**Stated goal**
Recast the rows below as a two-column CSV with the headers "prompt" and "outline", giving one line per row. Each line holds the row's text and its answer in quoted fields, with line breaks replaced by spaces and the pictures omitted.

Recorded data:
## BEGIN

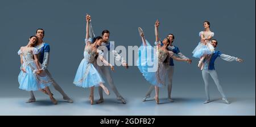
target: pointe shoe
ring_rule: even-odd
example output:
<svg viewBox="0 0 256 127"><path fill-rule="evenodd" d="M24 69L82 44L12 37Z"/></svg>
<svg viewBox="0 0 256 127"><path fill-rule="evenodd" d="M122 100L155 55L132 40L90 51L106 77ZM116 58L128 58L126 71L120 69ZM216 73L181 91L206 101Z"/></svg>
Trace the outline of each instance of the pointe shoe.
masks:
<svg viewBox="0 0 256 127"><path fill-rule="evenodd" d="M122 96L118 97L117 100L121 101L122 103L124 104L126 104L126 101L125 101L125 99Z"/></svg>
<svg viewBox="0 0 256 127"><path fill-rule="evenodd" d="M170 102L174 102L174 100L172 100L171 98L168 98L168 100Z"/></svg>
<svg viewBox="0 0 256 127"><path fill-rule="evenodd" d="M222 98L222 100L225 101L225 102L227 104L229 104L230 103L229 101L229 100L226 98Z"/></svg>
<svg viewBox="0 0 256 127"><path fill-rule="evenodd" d="M89 99L90 100L90 104L93 105L93 101L94 101L94 97L92 95L90 95L89 96Z"/></svg>
<svg viewBox="0 0 256 127"><path fill-rule="evenodd" d="M150 95L149 95L149 96L146 96L145 97L144 97L144 98L142 99L142 101L145 101L147 100L147 99L148 99L148 98L150 98Z"/></svg>
<svg viewBox="0 0 256 127"><path fill-rule="evenodd" d="M155 102L157 104L159 104L159 99L158 99L158 98L156 98L155 96Z"/></svg>
<svg viewBox="0 0 256 127"><path fill-rule="evenodd" d="M52 96L52 97L50 97L51 100L52 101L52 102L54 104L57 104L57 100Z"/></svg>
<svg viewBox="0 0 256 127"><path fill-rule="evenodd" d="M70 99L68 96L63 96L63 99L67 100L67 101L69 103L73 103L72 99Z"/></svg>
<svg viewBox="0 0 256 127"><path fill-rule="evenodd" d="M104 100L100 99L98 100L97 100L96 101L96 104L100 104L100 103L103 103L103 102L104 102Z"/></svg>
<svg viewBox="0 0 256 127"><path fill-rule="evenodd" d="M141 27L139 27L139 28L138 28L138 30L139 31L139 36L141 37L143 37L144 32L143 32L143 31L142 30L142 29Z"/></svg>
<svg viewBox="0 0 256 127"><path fill-rule="evenodd" d="M26 102L26 103L32 103L32 102L35 102L35 98L30 98Z"/></svg>
<svg viewBox="0 0 256 127"><path fill-rule="evenodd" d="M202 66L202 63L203 63L203 61L199 61L198 62L198 65L197 65L198 67L201 68L201 67Z"/></svg>
<svg viewBox="0 0 256 127"><path fill-rule="evenodd" d="M106 87L103 88L103 90L104 90L105 93L106 93L106 95L109 95L110 93L109 92L109 90Z"/></svg>
<svg viewBox="0 0 256 127"><path fill-rule="evenodd" d="M209 103L210 102L210 100L205 100L204 102L204 104L207 104L207 103Z"/></svg>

## END

**Expected answer**
prompt,outline
"target: pointe shoe ring_rule: even-odd example output: <svg viewBox=""0 0 256 127""><path fill-rule=""evenodd"" d=""M24 69L82 44L12 37Z""/></svg> <svg viewBox=""0 0 256 127""><path fill-rule=""evenodd"" d=""M122 100L155 55L132 40L90 51L106 77ZM116 58L128 58L126 71L120 69ZM216 73L181 91L206 101Z""/></svg> Trace the outline of each instance of the pointe shoe. masks:","<svg viewBox=""0 0 256 127""><path fill-rule=""evenodd"" d=""M122 96L118 97L117 100L121 101L122 103L124 104L126 104L126 101L125 101L125 99Z""/></svg> <svg viewBox=""0 0 256 127""><path fill-rule=""evenodd"" d=""M170 102L174 102L174 100L172 100L171 98L168 98L168 100Z""/></svg> <svg viewBox=""0 0 256 127""><path fill-rule=""evenodd"" d=""M222 98L222 100L225 101L225 102L227 104L229 104L230 103L229 101L229 100L226 98Z""/></svg> <svg viewBox=""0 0 256 127""><path fill-rule=""evenodd"" d=""M89 99L90 100L90 104L93 105L93 101L94 101L94 97L92 95L90 95L89 96Z""/></svg> <svg viewBox=""0 0 256 127""><path fill-rule=""evenodd"" d=""M150 95L149 95L149 96L146 96L145 97L144 97L144 98L142 99L142 101L145 101L147 100L147 99L148 99L148 98L150 98Z""/></svg> <svg viewBox=""0 0 256 127""><path fill-rule=""evenodd"" d=""M155 102L157 104L159 104L159 99L158 99L158 98L156 98L155 96Z""/></svg> <svg viewBox=""0 0 256 127""><path fill-rule=""evenodd"" d=""M52 96L52 97L50 97L51 100L52 101L52 102L54 104L57 104L57 100Z""/></svg> <svg viewBox=""0 0 256 127""><path fill-rule=""evenodd"" d=""M70 99L68 96L63 96L63 99L67 100L67 101L69 103L73 103L72 99Z""/></svg> <svg viewBox=""0 0 256 127""><path fill-rule=""evenodd"" d=""M104 100L100 99L98 100L97 100L96 101L96 104L100 104L100 103L103 103L103 102L104 102Z""/></svg> <svg viewBox=""0 0 256 127""><path fill-rule=""evenodd"" d=""M141 27L139 27L139 28L138 28L138 30L139 31L139 36L141 37L143 37L144 32L143 32L143 31L142 30L142 29Z""/></svg> <svg viewBox=""0 0 256 127""><path fill-rule=""evenodd"" d=""M26 102L26 103L32 103L32 102L35 102L35 98L30 98Z""/></svg> <svg viewBox=""0 0 256 127""><path fill-rule=""evenodd"" d=""M202 66L202 63L203 63L203 61L199 61L198 62L198 65L197 65L198 67L201 68L201 67Z""/></svg> <svg viewBox=""0 0 256 127""><path fill-rule=""evenodd"" d=""M106 87L103 88L103 90L104 90L105 93L106 93L106 95L109 95L110 93L109 92L109 90Z""/></svg> <svg viewBox=""0 0 256 127""><path fill-rule=""evenodd"" d=""M209 103L210 102L210 100L205 100L204 102L204 104L207 104L207 103Z""/></svg>"